OBJECTIVE => Rewrite the stretch from the line containing "Trace the outline of every instance of the <item>rock" through the line containing "44], [76, 41]]", changing "rock face" to "cliff face" and leaving the rest untouched. Return only those lines.

Data extracted from a collection:

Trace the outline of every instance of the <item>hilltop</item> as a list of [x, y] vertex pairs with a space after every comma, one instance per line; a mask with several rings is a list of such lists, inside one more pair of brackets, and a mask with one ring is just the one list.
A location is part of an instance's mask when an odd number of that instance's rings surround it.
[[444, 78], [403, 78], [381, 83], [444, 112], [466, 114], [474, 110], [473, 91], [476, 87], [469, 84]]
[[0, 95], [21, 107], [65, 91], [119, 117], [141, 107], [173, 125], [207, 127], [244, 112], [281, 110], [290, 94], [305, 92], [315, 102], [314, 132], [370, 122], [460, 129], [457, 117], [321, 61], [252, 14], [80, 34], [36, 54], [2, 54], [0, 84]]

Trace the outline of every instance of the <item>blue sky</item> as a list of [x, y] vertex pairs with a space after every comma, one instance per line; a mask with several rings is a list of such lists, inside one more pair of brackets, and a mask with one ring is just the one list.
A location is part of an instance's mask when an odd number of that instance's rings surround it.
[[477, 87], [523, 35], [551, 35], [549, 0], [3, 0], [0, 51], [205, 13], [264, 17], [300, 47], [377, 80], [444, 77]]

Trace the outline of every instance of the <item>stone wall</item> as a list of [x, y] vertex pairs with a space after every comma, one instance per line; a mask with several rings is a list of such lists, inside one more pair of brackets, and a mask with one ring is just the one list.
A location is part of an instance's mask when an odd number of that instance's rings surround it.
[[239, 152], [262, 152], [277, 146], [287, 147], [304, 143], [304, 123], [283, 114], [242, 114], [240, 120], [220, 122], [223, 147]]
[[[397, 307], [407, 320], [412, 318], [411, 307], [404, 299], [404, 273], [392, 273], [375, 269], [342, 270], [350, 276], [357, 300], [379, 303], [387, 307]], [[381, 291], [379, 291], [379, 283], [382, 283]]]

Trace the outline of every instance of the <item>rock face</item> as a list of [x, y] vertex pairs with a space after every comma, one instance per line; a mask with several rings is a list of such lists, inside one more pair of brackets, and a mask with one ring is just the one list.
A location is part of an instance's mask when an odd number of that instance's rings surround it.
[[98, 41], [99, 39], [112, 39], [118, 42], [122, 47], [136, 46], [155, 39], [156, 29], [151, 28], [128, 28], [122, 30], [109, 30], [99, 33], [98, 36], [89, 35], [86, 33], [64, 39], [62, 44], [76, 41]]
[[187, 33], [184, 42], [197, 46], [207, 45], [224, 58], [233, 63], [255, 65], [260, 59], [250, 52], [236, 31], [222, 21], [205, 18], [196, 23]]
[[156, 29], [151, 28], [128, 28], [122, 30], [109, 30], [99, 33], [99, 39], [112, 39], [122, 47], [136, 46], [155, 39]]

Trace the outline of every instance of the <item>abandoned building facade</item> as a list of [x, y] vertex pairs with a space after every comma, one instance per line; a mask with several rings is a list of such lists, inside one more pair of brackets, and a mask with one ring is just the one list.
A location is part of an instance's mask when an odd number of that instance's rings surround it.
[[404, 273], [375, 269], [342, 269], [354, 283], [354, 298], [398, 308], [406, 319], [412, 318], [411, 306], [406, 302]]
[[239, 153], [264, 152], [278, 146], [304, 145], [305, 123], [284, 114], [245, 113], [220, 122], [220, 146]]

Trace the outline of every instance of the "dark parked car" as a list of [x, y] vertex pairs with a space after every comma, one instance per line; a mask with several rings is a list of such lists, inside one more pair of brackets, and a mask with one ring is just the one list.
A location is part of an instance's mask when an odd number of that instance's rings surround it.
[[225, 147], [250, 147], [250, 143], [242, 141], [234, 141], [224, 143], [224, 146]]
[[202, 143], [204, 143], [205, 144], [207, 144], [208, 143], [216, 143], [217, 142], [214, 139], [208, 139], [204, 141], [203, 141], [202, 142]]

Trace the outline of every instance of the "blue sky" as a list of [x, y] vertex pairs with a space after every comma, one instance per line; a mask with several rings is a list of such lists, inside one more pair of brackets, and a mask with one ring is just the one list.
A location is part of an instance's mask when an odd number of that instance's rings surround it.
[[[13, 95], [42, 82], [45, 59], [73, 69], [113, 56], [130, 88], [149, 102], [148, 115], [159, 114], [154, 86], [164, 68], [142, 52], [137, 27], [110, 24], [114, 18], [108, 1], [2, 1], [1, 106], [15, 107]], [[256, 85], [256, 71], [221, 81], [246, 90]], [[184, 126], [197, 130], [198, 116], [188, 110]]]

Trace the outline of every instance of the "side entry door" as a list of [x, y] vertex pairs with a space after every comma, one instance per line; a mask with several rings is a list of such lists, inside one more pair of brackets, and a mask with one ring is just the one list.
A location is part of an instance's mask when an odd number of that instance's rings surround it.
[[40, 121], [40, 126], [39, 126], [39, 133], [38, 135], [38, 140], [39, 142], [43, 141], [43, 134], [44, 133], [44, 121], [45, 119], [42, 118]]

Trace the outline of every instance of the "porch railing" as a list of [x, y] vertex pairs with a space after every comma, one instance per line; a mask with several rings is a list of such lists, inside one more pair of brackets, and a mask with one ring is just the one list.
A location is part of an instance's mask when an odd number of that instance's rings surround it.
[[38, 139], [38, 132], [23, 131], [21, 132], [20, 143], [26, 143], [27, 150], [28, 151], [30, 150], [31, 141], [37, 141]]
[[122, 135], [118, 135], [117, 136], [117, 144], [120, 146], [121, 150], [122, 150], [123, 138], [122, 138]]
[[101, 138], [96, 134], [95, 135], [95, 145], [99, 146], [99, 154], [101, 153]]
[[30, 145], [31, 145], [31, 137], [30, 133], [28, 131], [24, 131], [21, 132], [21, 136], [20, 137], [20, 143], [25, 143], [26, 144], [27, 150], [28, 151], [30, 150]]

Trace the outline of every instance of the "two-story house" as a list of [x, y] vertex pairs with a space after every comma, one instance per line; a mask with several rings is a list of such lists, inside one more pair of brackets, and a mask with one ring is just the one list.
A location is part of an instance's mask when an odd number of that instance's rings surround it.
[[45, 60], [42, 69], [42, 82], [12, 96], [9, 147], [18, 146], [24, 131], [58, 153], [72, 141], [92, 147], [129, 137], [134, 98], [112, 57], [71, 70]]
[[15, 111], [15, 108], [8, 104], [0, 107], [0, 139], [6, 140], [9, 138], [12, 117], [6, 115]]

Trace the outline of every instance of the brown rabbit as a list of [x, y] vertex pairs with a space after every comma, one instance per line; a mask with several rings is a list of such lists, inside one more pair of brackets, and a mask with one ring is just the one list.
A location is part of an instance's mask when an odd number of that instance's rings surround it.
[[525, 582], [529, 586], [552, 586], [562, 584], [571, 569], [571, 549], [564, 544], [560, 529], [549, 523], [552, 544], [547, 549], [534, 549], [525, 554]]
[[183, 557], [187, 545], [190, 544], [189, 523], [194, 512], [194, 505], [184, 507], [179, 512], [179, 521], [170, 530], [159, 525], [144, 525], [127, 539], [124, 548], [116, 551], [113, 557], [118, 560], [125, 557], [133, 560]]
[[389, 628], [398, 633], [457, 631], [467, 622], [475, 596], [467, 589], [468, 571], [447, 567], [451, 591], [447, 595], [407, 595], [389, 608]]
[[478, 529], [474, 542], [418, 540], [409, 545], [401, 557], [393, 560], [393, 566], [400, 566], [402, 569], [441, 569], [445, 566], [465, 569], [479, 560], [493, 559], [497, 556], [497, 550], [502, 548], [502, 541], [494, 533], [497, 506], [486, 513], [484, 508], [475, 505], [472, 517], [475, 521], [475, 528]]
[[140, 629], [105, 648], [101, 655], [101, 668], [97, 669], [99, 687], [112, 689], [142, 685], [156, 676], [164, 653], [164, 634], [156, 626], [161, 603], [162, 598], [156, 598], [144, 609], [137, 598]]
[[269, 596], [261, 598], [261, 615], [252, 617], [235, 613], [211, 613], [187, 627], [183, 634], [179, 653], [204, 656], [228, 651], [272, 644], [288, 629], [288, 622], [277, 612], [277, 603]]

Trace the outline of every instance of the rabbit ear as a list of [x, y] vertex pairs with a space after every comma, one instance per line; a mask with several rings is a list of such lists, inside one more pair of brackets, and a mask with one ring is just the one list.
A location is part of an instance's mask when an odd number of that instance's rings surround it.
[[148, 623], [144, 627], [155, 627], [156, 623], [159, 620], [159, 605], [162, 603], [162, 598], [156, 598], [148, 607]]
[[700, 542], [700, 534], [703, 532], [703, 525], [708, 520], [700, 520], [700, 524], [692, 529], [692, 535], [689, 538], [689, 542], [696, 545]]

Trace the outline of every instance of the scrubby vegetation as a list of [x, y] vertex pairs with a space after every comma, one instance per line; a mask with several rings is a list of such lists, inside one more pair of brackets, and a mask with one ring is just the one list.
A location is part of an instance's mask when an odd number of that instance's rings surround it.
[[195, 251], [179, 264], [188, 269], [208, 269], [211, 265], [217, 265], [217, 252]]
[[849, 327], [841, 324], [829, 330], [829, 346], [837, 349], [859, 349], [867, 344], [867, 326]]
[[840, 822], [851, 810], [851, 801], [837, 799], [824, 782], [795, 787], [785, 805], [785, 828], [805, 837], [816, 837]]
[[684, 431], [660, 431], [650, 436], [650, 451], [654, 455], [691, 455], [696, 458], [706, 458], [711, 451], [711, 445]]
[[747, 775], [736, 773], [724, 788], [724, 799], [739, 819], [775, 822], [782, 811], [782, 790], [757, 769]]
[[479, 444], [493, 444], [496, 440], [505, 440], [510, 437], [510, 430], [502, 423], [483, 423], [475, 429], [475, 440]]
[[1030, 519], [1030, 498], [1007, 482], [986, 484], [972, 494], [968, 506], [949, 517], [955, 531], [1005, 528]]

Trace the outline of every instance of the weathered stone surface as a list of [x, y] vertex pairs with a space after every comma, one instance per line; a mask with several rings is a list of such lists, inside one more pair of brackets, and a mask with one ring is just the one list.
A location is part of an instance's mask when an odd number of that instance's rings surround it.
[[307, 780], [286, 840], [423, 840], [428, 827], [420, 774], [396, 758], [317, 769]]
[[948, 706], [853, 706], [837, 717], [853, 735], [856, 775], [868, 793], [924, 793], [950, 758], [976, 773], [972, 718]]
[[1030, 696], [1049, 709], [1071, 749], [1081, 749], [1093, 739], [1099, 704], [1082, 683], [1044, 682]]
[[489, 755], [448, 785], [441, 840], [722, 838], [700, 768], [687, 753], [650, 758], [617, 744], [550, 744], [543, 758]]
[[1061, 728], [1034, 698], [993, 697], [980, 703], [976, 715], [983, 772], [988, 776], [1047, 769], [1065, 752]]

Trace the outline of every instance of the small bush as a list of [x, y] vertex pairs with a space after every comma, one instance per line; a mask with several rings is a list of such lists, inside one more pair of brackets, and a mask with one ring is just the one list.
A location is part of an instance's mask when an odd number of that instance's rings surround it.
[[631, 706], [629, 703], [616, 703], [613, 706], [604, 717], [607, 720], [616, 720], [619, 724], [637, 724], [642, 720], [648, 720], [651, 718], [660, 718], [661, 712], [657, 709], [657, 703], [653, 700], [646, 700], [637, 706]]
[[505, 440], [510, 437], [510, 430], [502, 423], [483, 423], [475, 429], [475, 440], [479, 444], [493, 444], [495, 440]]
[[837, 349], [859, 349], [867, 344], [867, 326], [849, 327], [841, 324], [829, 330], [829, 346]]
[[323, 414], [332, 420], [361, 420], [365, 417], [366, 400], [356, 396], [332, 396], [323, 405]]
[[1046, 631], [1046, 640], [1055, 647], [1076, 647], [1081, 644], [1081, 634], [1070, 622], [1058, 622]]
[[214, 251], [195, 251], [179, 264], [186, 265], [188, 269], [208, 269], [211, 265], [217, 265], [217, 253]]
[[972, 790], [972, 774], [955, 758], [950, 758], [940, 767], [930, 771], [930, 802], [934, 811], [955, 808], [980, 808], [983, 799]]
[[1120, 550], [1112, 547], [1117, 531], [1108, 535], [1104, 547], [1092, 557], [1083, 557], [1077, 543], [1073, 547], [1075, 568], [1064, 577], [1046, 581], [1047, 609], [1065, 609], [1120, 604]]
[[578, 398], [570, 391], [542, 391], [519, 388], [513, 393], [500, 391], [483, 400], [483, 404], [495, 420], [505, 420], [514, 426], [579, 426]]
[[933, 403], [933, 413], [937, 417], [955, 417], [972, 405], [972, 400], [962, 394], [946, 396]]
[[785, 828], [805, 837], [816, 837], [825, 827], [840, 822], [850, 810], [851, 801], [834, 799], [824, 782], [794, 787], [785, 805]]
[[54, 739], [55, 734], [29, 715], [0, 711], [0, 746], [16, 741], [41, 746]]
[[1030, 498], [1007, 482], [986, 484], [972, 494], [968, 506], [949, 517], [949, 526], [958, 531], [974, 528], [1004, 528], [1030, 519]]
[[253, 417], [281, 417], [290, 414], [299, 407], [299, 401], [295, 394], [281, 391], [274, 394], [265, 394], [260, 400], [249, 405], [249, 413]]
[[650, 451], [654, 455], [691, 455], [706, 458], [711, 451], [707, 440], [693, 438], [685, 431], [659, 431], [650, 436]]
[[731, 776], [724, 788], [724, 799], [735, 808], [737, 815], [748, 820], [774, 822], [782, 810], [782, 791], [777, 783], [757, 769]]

ANSWER TO THIS EXERCISE =>
Trace the outline of every instance of the <item>cliff face</item> as a list of [x, y] vertex pairs with a space after every comma, one instance per line; a mask with several rings is a list of such lists, inside one more pair of brackets, and a mask with one ring is just the one list.
A location is part of an instance's mask when an odd number of that instance's rings surround it.
[[98, 41], [99, 39], [112, 39], [118, 42], [122, 47], [136, 46], [155, 39], [156, 29], [151, 28], [128, 28], [122, 30], [109, 30], [99, 33], [98, 36], [89, 35], [86, 33], [64, 39], [62, 44], [76, 41]]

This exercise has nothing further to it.